▶ PROBLEM TO WORK ON
Please copy out the passage below about Marina word for word, in full.

Marina is a woman for whom women’s magazines—promising tranquility, happiness, and the expulsion of all stress—were conceived. Not that she has two minutes to read them, nor would they be her first choice if she did: she gravitates instead toward the teachings of the Dalai Lama and Gandhi, whose portrait she has propped on a windowsill. Even so, she struggles to follow their teachings of compassion and forgiveness: “I wonder if in Buddhism or Hinduism there is some jolly deity with a club who settles scores,” she wonders. “I know there’s karma, but honestly, that’s just not quick and dirty enough.” At best, her loved ones lean on her too heavily, and at worst they blatantly exploit her generosity. But it’s not in her character to turn them away. Kiko and Reggie hang around her house and smoke mota, watch bad television, conjure ridiculous schemes, and ignore her requests to tidy up. And as soon as Marina turns her attention from the boys, other needy souls pop up, begging for her assistance, or simply taking what they want. Her shallow stepsister Xochi borrows clothes and jewelry without asking, only to crack that the dresses are way too big, and Marina really should be working out.

Encroached upon as she is, Marina is ultimately alone, starved for what she needs most. She does not want Rudy back, but she bemoans her lack of companionship: “I feel it like a hollowness, a cavity that aches, even living with those two goofs or should I say, especially living with those two goofs. Unlike grief or physical pain, my aloneness grows sharper instead of duller with time,” she laments.

▶ RECORDS SHOWN
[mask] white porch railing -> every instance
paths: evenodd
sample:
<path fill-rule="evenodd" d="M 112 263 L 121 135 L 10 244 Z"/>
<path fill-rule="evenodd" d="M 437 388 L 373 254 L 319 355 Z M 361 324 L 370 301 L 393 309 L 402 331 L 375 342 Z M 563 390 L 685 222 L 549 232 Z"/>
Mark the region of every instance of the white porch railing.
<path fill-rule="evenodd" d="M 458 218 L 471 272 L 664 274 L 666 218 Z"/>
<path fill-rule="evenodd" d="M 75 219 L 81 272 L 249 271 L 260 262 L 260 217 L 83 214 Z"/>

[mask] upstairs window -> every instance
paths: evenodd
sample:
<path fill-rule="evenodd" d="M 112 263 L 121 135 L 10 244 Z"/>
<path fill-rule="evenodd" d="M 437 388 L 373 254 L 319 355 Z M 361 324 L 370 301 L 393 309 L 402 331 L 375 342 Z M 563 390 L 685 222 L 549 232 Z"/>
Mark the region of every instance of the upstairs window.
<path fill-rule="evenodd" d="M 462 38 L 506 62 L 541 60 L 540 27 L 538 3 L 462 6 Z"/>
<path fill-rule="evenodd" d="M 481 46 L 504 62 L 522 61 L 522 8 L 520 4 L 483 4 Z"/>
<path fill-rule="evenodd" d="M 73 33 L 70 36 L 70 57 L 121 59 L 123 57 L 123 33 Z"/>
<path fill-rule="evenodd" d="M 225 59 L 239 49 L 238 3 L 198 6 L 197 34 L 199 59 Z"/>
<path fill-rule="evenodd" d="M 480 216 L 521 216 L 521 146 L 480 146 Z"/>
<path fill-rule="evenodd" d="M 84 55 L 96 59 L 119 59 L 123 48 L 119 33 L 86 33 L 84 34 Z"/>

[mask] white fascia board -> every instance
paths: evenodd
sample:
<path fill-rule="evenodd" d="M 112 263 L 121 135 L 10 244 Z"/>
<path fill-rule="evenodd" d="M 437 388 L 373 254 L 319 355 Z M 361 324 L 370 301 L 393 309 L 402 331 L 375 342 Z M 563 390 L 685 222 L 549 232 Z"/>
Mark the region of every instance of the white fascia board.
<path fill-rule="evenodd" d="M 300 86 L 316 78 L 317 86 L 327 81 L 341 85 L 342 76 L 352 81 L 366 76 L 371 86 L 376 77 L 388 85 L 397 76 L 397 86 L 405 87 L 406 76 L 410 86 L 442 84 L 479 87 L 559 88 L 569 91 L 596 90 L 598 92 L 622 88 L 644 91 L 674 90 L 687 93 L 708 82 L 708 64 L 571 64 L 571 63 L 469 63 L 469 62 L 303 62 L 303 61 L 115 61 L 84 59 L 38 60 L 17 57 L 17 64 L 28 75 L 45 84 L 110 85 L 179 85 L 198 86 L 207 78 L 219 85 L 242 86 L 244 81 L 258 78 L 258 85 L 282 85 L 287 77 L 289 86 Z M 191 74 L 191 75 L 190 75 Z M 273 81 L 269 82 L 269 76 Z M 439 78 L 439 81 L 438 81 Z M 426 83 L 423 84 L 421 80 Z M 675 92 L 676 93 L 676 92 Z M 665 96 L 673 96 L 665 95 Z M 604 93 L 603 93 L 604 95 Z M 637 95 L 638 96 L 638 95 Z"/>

▶ ANSWER SECTION
Marina is a woman for whom women’s magazines—promising tranquility, happiness, and the expulsion of all stress—were conceived. Not that she has two minutes to read them, nor would they be her first choice if she did: she gravitates instead toward the teachings of the Dalai Lama and Gandhi, whose portrait she has propped on a windowsill. Even so, she struggles to follow their teachings of compassion and forgiveness: “I wonder if in Buddhism or Hinduism there is some jolly deity with a club who settles scores,” she wonders. “I know there’s karma, but honestly, that’s just not quick and dirty enough.” At best, her loved ones lean on her too heavily, and at worst they blatantly exploit her generosity. But it’s not in her character to turn them away. Kiko and Reggie hang around her house and smoke mota, watch bad television, conjure ridiculous schemes, and ignore her requests to tidy up. And as soon as Marina turns her attention from the boys, other needy souls pop up, begging for her assistance, or simply taking what they want. Her shallow stepsister Xochi borrows clothes and jewelry without asking, only to crack that the dresses are way too big, and Marina really should be working out.

Encroached upon as she is, Marina is ultimately alone, starved for what she needs most. She does not want Rudy back, but she bemoans her lack of companionship: “I feel it like a hollowness, a cavity that aches, even living with those two goofs or should I say, especially living with those two goofs. Unlike grief or physical pain, my aloneness grows sharper instead of duller with time,” she laments.